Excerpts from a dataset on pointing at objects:
--
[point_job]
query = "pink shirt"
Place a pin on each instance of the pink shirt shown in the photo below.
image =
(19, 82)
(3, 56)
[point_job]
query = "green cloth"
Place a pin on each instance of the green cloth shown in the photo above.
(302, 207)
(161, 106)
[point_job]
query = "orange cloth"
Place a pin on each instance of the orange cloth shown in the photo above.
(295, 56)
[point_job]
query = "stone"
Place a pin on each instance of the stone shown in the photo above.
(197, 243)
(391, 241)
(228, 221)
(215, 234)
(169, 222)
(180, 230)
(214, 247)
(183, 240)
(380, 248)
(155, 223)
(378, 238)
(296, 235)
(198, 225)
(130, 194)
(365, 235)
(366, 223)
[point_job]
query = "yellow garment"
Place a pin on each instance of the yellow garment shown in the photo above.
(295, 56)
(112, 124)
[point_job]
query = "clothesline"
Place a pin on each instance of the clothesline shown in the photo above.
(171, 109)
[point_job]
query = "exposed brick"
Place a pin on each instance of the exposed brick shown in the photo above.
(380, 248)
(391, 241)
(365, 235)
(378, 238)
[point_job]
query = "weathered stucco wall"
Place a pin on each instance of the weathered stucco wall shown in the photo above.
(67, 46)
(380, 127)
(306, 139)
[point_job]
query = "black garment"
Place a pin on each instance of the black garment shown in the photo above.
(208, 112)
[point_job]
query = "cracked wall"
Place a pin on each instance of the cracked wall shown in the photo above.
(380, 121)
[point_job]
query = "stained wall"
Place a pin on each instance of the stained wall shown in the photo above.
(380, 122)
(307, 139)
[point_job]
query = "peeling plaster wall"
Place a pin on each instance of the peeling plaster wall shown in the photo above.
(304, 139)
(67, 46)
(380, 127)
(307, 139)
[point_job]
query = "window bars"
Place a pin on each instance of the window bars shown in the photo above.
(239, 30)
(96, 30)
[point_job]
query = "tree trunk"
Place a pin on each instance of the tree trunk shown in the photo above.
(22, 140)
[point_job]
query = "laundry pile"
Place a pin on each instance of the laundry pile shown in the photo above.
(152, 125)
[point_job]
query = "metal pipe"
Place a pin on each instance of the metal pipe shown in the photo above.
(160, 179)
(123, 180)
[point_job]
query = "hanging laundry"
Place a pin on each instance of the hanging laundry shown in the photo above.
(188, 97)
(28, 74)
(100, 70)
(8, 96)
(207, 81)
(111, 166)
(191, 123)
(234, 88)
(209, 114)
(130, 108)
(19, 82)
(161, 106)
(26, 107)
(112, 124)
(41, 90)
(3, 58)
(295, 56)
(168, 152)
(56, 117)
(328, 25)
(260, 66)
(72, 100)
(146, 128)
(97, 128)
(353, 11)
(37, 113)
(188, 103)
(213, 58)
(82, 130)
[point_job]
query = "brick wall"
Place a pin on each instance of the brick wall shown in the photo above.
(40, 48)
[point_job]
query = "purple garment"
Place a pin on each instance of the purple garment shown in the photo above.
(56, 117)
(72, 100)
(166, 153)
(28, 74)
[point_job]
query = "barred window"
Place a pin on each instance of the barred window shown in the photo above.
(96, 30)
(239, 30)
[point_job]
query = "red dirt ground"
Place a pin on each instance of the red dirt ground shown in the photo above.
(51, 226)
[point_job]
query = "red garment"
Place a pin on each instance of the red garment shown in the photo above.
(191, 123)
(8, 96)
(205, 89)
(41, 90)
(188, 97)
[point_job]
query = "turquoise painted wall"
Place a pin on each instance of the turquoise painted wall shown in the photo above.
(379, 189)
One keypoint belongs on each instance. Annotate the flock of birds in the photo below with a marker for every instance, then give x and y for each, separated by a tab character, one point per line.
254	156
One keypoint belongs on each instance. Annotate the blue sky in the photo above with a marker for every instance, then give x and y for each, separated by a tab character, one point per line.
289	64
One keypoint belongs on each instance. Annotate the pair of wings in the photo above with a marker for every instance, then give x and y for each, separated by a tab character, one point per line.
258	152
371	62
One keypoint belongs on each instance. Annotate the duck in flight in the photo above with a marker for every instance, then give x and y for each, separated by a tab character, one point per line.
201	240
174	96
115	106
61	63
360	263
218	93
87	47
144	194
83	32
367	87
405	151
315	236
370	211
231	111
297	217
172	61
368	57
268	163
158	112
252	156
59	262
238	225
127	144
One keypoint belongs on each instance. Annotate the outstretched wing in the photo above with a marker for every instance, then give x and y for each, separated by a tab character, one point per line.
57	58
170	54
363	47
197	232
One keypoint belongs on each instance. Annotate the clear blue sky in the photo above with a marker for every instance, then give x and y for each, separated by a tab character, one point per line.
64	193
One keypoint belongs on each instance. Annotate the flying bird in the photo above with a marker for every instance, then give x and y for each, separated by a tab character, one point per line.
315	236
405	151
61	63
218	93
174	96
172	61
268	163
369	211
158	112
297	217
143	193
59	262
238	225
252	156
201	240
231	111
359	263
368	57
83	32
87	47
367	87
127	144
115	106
--
* _WHAT IS ASKED_
Write out every line again, from the line with "One keypoint belongs on each instance. Annotate the blue" through the end of the records, and shift each x and y coordinate by -22. Leave all other lines unchanged.

* _WORKED SOLUTION_
One keypoint belongs on each instance. Annotate the blue sky in the photo above with a marker for every instance, then give x and y for each, separated by a tab character, one point per line.
267	42
One keypoint belongs on each instance. Annotate the pair of wings in the photo above with a marker for every instance, then give x and y for each, separated by a tab character, one point per line.
236	130
349	40
One keypoint belongs on each instance. Annotate the duck in flight in the photo above with a marker for every instance, then give x and y for each, separated by a tab character, one point per line.
179	218
152	74
93	84
39	41
338	241
196	71
65	25
122	172
61	10
345	65
383	129
293	214
348	189
209	89
275	195
150	39
346	35
246	141
136	90
230	134
37	240
216	203
105	122
One keypoint belongs on each instance. Annotate the outstretched wing in the photo above with a marker for every instance, then give x and y for each, separated by a tab character, one point per line.
35	36
148	32
341	25
175	210
One keypoint belongs on each instance. Annotate the clear blue sky in the photo above with a marker for every instance, then give x and y for each, separated by a tab character, one point per line.
42	171
One keypoint belongs on each instance. Annotate the flying bird in the photo above with a marker for every instance, then give x and y for each, separated by a tab character, one point per line.
293	214
383	129
39	41
196	71
152	74
150	39
246	141
347	189
136	90
275	195
121	171
37	240
216	203
230	134
179	218
209	89
337	241
346	35
61	10
65	25
345	65
105	122
93	84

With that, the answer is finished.